**Stored data entries:**
◆ ◆ ◆ ◆
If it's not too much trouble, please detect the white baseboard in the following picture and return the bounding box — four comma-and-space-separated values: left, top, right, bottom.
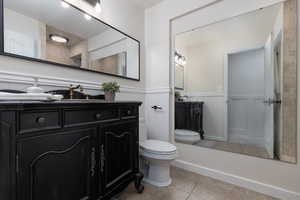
205, 135, 226, 142
229, 133, 265, 148
172, 160, 300, 200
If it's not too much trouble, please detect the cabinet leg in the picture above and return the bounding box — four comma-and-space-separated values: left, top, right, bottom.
200, 130, 204, 140
134, 172, 144, 193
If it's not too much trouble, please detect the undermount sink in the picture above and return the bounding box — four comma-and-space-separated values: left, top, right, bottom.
60, 99, 106, 103
47, 90, 105, 100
◆ ◆ ◆ ◆
**Activity:** Every line from the one with "If it's not too much trouble, please detect the cabinet" to the end of the records above should be returned exactly, and no other lines.

**Written response:**
If it's not too much trouble, please detect the cabinet leg in the picture above and return the bounding box — four comma-and-space-separated values: left, top, right, bottom.
200, 130, 204, 140
134, 172, 144, 193
If it's not too much trouble, please detect the undermount sink in the picture above and return the bounding box — four comma-and-space-separated values: left, top, right, bottom.
60, 99, 106, 103
47, 90, 105, 100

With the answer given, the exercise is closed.